**What you will do:** Arrange every line of the items below as a Markdown table with two columns, Line No. and Line Text, numbering each row and omitting blank lines. Do not include the pictures in the table.

**Material provided:**

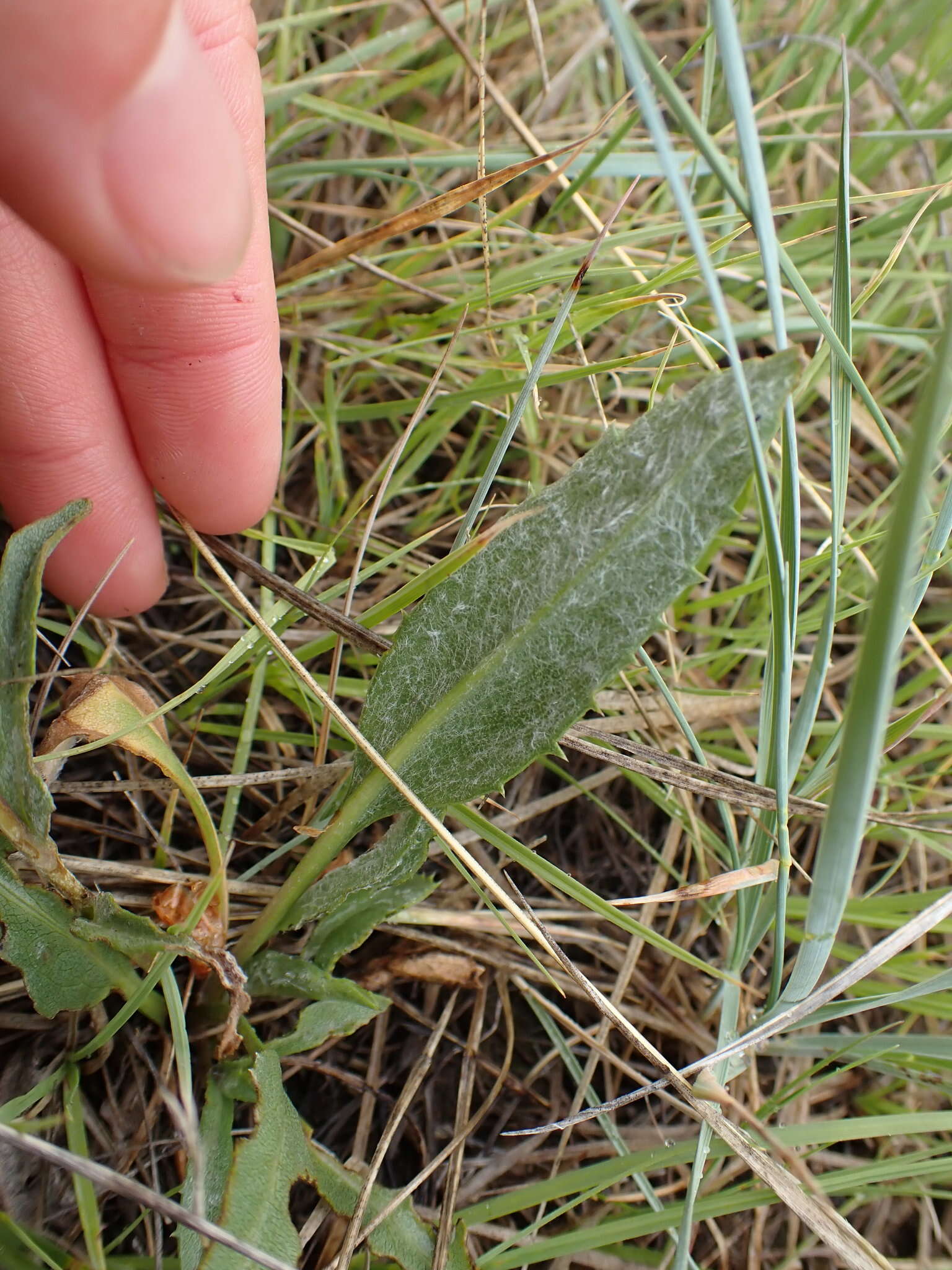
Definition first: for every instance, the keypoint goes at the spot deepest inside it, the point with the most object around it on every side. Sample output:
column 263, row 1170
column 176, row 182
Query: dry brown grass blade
column 106, row 1179
column 456, row 850
column 443, row 205
column 400, row 1108
column 706, row 781
column 756, row 876
column 324, row 614
column 819, row 1215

**Full solution:**
| Line No. | Line Text |
|---|---|
| 1 | Definition first: for every instance, the keypoint goes at the spot deepest inside it, the point with the most object around it on every side. Sample output: |
| 2 | column 263, row 1170 |
| 3 | column 176, row 182 |
| 4 | Query: dry brown grass blade |
| 5 | column 106, row 1179 |
| 6 | column 456, row 850 |
| 7 | column 443, row 205 |
| 8 | column 400, row 1108 |
| 9 | column 706, row 781 |
| 10 | column 756, row 876 |
| 11 | column 324, row 614 |
| 12 | column 819, row 1215 |